DATASET –
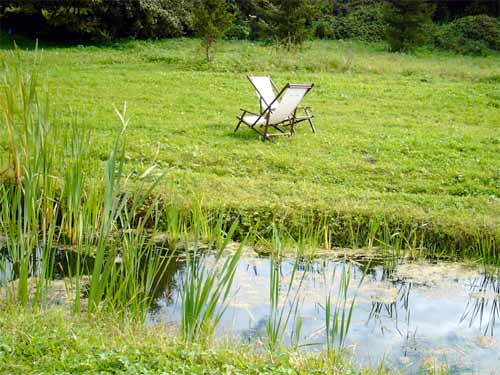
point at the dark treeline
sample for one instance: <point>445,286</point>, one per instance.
<point>460,25</point>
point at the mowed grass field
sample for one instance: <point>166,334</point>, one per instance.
<point>414,137</point>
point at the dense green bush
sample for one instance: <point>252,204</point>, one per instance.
<point>97,19</point>
<point>474,35</point>
<point>363,23</point>
<point>408,23</point>
<point>238,31</point>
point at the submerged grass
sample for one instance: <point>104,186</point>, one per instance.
<point>206,290</point>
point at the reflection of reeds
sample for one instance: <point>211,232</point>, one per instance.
<point>284,308</point>
<point>484,299</point>
<point>205,290</point>
<point>338,313</point>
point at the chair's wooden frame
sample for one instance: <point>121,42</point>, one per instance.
<point>307,110</point>
<point>291,121</point>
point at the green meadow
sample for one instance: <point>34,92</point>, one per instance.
<point>409,138</point>
<point>406,158</point>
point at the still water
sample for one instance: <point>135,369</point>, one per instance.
<point>420,315</point>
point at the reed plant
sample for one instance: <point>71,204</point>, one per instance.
<point>338,311</point>
<point>284,308</point>
<point>206,289</point>
<point>28,203</point>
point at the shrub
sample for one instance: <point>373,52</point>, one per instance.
<point>407,23</point>
<point>238,31</point>
<point>363,23</point>
<point>474,35</point>
<point>94,19</point>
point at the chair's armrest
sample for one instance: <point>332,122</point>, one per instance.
<point>247,111</point>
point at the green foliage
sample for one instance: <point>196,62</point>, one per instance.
<point>144,18</point>
<point>363,23</point>
<point>212,19</point>
<point>385,167</point>
<point>85,20</point>
<point>406,23</point>
<point>287,21</point>
<point>54,342</point>
<point>205,289</point>
<point>475,35</point>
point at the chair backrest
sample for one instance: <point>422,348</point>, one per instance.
<point>264,89</point>
<point>290,97</point>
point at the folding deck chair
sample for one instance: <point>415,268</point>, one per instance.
<point>266,92</point>
<point>282,111</point>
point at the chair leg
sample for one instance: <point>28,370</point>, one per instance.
<point>309,118</point>
<point>238,126</point>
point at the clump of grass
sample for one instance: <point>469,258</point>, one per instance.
<point>206,289</point>
<point>283,309</point>
<point>338,312</point>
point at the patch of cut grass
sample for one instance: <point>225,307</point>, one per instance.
<point>53,342</point>
<point>411,137</point>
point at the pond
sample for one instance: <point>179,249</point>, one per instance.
<point>408,314</point>
<point>419,315</point>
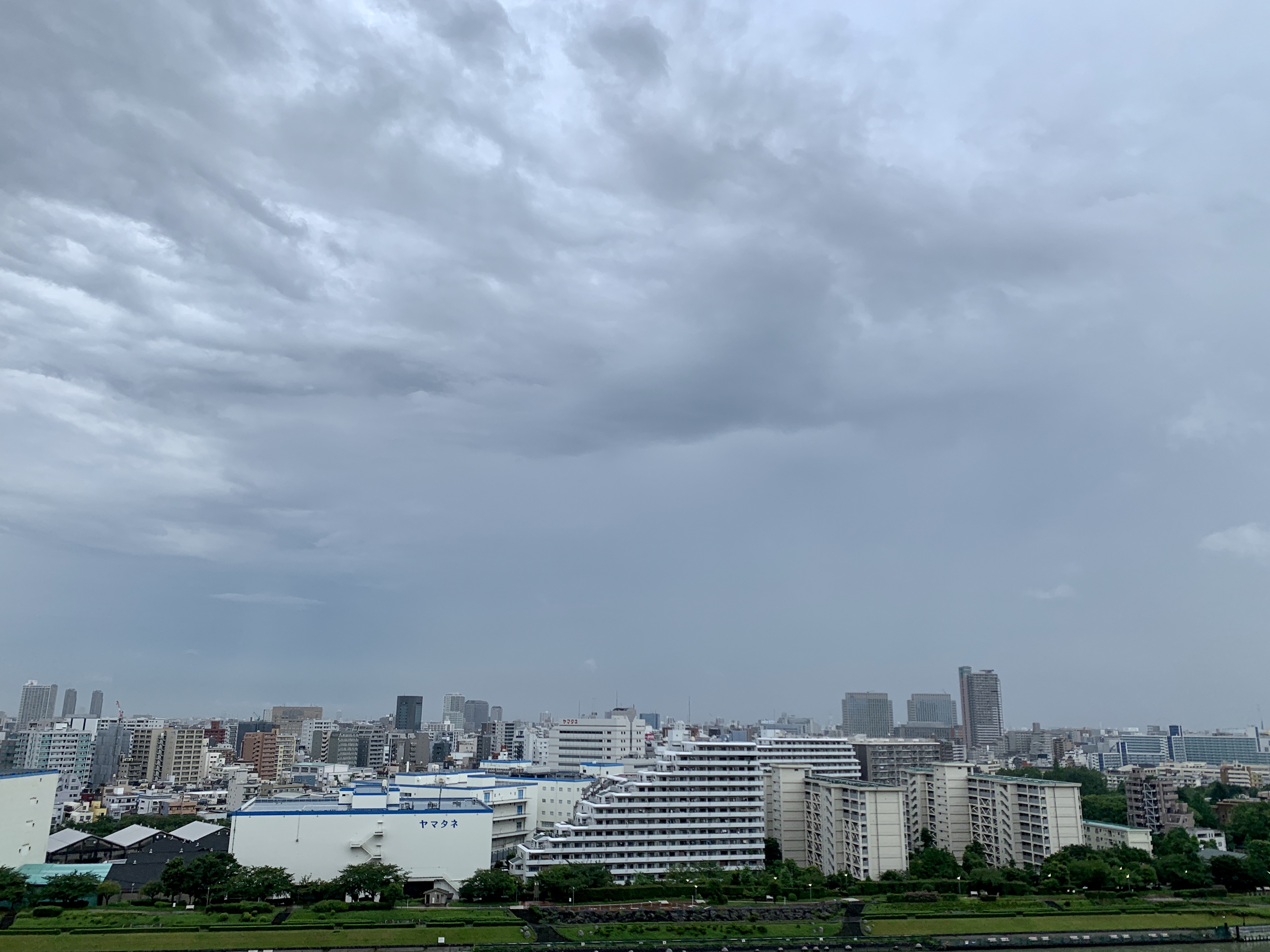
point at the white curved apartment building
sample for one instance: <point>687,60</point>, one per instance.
<point>702,804</point>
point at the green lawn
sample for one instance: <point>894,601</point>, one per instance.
<point>1052,925</point>
<point>290,938</point>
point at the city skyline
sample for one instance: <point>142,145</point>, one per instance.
<point>665,351</point>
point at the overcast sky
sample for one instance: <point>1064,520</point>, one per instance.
<point>563,353</point>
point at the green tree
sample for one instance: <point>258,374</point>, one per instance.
<point>1250,820</point>
<point>370,879</point>
<point>560,881</point>
<point>1105,808</point>
<point>174,877</point>
<point>210,875</point>
<point>489,886</point>
<point>262,883</point>
<point>13,886</point>
<point>106,889</point>
<point>771,851</point>
<point>69,888</point>
<point>933,864</point>
<point>1090,874</point>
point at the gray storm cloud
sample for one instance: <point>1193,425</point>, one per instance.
<point>589,322</point>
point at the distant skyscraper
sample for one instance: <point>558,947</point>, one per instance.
<point>933,709</point>
<point>409,714</point>
<point>290,720</point>
<point>981,706</point>
<point>37,703</point>
<point>453,709</point>
<point>476,714</point>
<point>866,713</point>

WHAT IS NEEDED – Copy out, unchanged, the lines from the one containing "point at the chair's armrest" through the one containing "<point>419,315</point>", including both, and nothing else.

SOLUTION FOR THIS EXERCISE –
point at the chair's armrest
sample for one instance: <point>332,122</point>, one per instance.
<point>247,111</point>
point at the green foliage
sample for one instance: <point>196,62</point>, one per instance.
<point>144,18</point>
<point>363,23</point>
<point>212,19</point>
<point>385,167</point>
<point>85,20</point>
<point>406,23</point>
<point>287,21</point>
<point>54,342</point>
<point>205,289</point>
<point>475,35</point>
point at the chair backrest
sample for one instance: <point>422,348</point>, one per instance.
<point>264,89</point>
<point>290,97</point>
point at the folding deck chair
sample for one instance: <point>415,268</point>, one per instance.
<point>266,92</point>
<point>282,111</point>
point at the chair leg
sample for one instance: <point>28,370</point>, one per instance.
<point>309,118</point>
<point>238,126</point>
point at the clump of grass
sample for one instance: <point>469,258</point>, one per instance.
<point>206,289</point>
<point>283,309</point>
<point>338,312</point>
point at the patch of cut grass
sample for one instance: <point>225,307</point>, one per instance.
<point>53,342</point>
<point>411,137</point>
point at the pond
sample for one instance: <point>179,249</point>, one per instance.
<point>408,314</point>
<point>419,315</point>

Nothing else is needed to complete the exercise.